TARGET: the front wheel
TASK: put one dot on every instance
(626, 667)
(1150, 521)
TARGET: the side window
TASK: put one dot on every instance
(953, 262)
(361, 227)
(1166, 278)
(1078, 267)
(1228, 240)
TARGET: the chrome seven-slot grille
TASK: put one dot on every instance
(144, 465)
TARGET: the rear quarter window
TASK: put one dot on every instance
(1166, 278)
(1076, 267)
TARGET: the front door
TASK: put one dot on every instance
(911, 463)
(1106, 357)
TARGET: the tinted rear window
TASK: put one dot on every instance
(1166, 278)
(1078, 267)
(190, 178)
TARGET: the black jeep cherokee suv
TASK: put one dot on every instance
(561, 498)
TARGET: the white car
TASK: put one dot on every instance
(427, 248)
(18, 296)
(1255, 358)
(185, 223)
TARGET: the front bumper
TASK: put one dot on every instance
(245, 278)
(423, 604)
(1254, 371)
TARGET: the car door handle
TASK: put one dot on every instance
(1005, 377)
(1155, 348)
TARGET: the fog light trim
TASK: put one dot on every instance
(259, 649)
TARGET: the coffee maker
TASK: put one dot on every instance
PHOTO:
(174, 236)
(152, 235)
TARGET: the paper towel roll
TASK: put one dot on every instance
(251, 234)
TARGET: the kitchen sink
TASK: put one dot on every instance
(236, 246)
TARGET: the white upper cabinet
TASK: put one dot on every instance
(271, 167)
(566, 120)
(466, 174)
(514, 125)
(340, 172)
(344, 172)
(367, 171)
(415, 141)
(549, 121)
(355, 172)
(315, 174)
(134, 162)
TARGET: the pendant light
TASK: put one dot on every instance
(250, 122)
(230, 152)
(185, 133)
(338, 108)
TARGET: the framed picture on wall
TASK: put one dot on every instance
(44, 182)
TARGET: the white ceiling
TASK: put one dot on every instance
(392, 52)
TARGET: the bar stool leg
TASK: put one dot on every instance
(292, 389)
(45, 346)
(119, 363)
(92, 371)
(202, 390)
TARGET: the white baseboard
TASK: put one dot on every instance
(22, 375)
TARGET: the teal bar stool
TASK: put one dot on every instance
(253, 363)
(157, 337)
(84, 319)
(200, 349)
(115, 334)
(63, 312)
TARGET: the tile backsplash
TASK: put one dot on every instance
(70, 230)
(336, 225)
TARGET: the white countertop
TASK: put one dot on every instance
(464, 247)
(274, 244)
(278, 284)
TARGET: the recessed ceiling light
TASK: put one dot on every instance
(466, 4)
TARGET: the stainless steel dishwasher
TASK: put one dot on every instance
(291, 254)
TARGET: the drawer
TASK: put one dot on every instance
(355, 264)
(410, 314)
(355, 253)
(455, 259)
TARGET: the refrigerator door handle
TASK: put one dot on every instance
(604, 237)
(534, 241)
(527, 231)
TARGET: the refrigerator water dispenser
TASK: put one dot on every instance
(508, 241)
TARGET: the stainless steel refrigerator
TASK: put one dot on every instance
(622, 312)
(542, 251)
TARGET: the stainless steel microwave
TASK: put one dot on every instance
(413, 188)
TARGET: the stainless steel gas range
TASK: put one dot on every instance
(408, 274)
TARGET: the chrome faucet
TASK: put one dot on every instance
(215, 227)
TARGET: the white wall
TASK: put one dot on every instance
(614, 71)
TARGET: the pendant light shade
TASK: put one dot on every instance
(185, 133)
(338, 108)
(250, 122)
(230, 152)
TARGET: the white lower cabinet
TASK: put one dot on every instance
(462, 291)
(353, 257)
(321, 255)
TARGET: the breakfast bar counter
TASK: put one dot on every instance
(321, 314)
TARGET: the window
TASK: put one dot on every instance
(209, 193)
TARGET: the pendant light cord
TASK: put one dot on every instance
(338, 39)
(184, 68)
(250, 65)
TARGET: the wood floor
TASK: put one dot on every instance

· · ·

◆ **REQUIRED ACTION**
Output the records above exactly as written.

◆ **YOUR RESPONSE**
TARGET: the front wheel
TASK: put one dot on every instance
(626, 667)
(1150, 521)
TARGET: the side window
TASK: put one dot on every instance
(953, 262)
(361, 227)
(1166, 278)
(1078, 267)
(1228, 240)
TARGET: the chrome seven-slot grille
TASK: put one dot on every instance
(144, 465)
TARGET: the rear quarter window
TASK: put one dot on every instance
(1166, 278)
(1076, 267)
TARGET: the front door
TASK: put one dot on every instance
(911, 463)
(1106, 357)
TARGET: the tinted rear window
TASK: put one dot on every instance
(1166, 278)
(1078, 267)
(190, 178)
TARGET: the black jeep cherokee suv
TASK: put one dot on every instance
(561, 498)
TARGET: the white car
TASK: put one dot on every instance
(427, 248)
(18, 296)
(1255, 358)
(185, 223)
TARGET: the front bumper
TASK: put one dot on every instance
(245, 278)
(423, 604)
(1254, 371)
TARGET: the car door handle
TASK: put one dot on every instance
(1005, 377)
(1155, 348)
TARGET: the fog light trim
TASK: put one dot on every instance
(259, 649)
TARGET: the coffee maker
TASK: put one dot on every instance
PHOTO:
(174, 236)
(152, 235)
TARGET: the paper towel roll
TASK: put one dot on every instance
(251, 234)
TARGET: the kitchen sink
TASK: put one dot on every instance
(236, 246)
TARGET: the white upper cabinet
TASK: put one dot on every instance
(271, 167)
(566, 120)
(466, 174)
(514, 125)
(340, 172)
(344, 172)
(367, 171)
(415, 141)
(549, 121)
(355, 172)
(315, 174)
(134, 162)
TARGET: the pendant light
TASK: put one dot on every instance
(250, 122)
(230, 152)
(185, 133)
(338, 108)
TARGET: the framed picture on wall
TASK: put one dot on every instance
(44, 182)
TARGET: the white ceiling
TASK: put one dot on every instance
(392, 52)
TARGET: the bar stool leg
TASK: put one dot on every instance
(292, 389)
(45, 346)
(119, 363)
(92, 371)
(202, 390)
TARGET: the white baseboard
TASK: put one dot on every instance
(22, 375)
TARGET: the teal bar stool
TASK: put one dot on every instance
(253, 363)
(157, 337)
(84, 319)
(200, 349)
(115, 334)
(63, 312)
TARGET: the tile backsplash
TASK: put one dot on every instance
(70, 230)
(336, 225)
TARGET: the white countertop
TASK: put one dot on every instance
(464, 247)
(274, 244)
(278, 284)
TARGET: the recessed ceiling light
TASK: put one dot on every instance
(466, 4)
TARGET: the stainless steel dishwasher
TASK: put one dot on every instance
(291, 254)
TARGET: the drawer
TASK: put one dot on every instance
(355, 264)
(410, 314)
(355, 253)
(455, 259)
TARGET: the refrigerator door handle
TASK: put one dot on every instance
(604, 237)
(534, 241)
(527, 231)
TARGET: the refrigerator water dispenser
TASK: put one dot on every instance
(508, 241)
TARGET: the stainless steel refrigerator
TASK: put one dot on every instance
(622, 312)
(542, 251)
TARGET: the stainless steel microwave
TASK: put one dot on every instance
(413, 188)
TARGET: the stainless steel gas range
TASK: put one dot on every instance
(408, 274)
TARGET: the chrome faucet
TASK: put one dot on every instance
(215, 227)
TARGET: the white wall
TASK: put one dot on every instance
(614, 71)
TARGET: the pendant light shade
TASK: put one dot on every instance
(185, 133)
(338, 108)
(250, 122)
(230, 152)
TARGET: the white lower cabinet
TASK: put one dot on every instance
(462, 291)
(353, 257)
(321, 255)
TARGET: the breakfast bar counter
TASK: put one dot on every instance
(321, 314)
TARGET: the window
TASK: put one dot on every instance
(209, 193)
TARGET: the pendant light cord
TASK: put one dot on every instance
(338, 39)
(184, 68)
(250, 65)
TARGET: the wood floor
TASK: put one dot on every instance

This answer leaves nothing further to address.